= Exercise =
Emit only the lines from the line containing "Where can the gray" through the last line of the entries, unchanged.

= Exercise input =
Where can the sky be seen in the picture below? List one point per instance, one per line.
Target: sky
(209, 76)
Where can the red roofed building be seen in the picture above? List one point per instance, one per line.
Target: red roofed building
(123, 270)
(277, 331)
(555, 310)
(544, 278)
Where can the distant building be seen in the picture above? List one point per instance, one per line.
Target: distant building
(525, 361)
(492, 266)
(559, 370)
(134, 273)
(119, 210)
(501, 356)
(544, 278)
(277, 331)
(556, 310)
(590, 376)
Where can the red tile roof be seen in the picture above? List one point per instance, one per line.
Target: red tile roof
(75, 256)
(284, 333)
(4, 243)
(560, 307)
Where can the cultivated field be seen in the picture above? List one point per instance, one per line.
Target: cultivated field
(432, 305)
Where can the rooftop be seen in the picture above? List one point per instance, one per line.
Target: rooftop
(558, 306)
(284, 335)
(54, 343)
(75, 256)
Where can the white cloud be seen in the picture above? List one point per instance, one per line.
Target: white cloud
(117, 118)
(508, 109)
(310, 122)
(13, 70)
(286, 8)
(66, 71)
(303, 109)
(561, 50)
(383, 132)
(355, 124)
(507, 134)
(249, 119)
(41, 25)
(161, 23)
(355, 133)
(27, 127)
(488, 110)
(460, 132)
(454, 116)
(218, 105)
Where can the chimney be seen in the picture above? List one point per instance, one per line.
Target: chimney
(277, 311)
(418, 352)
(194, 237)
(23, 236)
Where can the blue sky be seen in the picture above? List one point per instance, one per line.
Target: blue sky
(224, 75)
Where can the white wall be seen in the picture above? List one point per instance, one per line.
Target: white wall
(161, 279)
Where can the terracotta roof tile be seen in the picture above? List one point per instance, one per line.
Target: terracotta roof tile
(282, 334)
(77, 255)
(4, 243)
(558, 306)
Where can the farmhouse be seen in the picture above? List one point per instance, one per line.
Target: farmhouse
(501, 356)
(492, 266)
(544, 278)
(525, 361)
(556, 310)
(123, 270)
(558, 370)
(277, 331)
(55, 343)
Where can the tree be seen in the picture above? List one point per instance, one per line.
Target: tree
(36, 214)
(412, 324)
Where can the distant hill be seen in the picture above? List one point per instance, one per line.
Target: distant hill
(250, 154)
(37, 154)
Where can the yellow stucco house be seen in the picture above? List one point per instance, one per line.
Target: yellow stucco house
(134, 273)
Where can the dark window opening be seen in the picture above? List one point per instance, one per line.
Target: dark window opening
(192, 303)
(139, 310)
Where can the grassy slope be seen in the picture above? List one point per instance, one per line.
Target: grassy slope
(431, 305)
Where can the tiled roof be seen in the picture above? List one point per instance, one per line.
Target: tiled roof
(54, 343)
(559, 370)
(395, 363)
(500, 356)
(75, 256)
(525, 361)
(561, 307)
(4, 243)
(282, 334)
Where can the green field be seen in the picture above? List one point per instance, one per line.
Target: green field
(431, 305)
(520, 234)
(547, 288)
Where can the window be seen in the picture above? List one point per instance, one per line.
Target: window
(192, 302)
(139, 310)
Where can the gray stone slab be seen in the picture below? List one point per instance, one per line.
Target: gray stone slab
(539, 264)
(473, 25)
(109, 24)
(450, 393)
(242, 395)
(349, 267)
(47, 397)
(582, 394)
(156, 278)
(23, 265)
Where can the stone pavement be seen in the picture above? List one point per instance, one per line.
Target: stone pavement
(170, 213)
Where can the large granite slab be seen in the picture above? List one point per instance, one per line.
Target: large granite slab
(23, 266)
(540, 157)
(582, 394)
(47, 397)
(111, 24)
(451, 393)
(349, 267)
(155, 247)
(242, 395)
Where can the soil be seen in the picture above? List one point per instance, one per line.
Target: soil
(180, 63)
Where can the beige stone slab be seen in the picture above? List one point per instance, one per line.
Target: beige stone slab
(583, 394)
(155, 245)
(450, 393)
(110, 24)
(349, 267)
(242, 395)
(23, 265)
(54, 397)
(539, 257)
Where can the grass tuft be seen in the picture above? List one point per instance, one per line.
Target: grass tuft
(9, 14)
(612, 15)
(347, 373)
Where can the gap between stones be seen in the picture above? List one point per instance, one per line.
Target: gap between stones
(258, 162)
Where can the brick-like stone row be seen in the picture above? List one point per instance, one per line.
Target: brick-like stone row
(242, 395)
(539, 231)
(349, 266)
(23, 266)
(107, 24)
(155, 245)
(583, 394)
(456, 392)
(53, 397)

= Task solution =
Where can the gray stone slab be seen in the picture below? List one point per instance, one per line.
Target: gray stone slab
(539, 264)
(473, 25)
(109, 24)
(450, 393)
(242, 395)
(349, 267)
(47, 397)
(582, 394)
(156, 278)
(23, 265)
Where can the stone pavement be seen in the picture above? List one point per instance, one per line.
Target: stone pavement
(170, 213)
Where can the large granite slab be seen in the picture above? List one point per instance, one per line.
Target: large granite slab
(23, 266)
(540, 157)
(582, 394)
(47, 397)
(111, 24)
(451, 393)
(349, 267)
(155, 247)
(242, 395)
Where can the soil be seen in the picture above? List one point per instance, one per line.
Target: soil
(180, 63)
Where can the beige stone slab be seen in the picture above? List one point per instance, one per line.
Target: beige stone slab
(583, 394)
(155, 245)
(450, 393)
(110, 24)
(349, 267)
(242, 395)
(23, 265)
(54, 397)
(539, 257)
Where can the grass tuft be seen in the picture above? List one point per instance, one per line.
Target: grass tuft
(9, 14)
(612, 15)
(347, 373)
Where can the gap between stones be seen in the picture above? List one point per instance, one per line.
Target: gap between stones
(258, 162)
Where can the brick-like stone row be seen in the picture above? List one point per instance, one per line.
Target: brick-like stone row
(242, 395)
(539, 231)
(349, 266)
(23, 266)
(107, 24)
(155, 245)
(583, 394)
(456, 392)
(53, 397)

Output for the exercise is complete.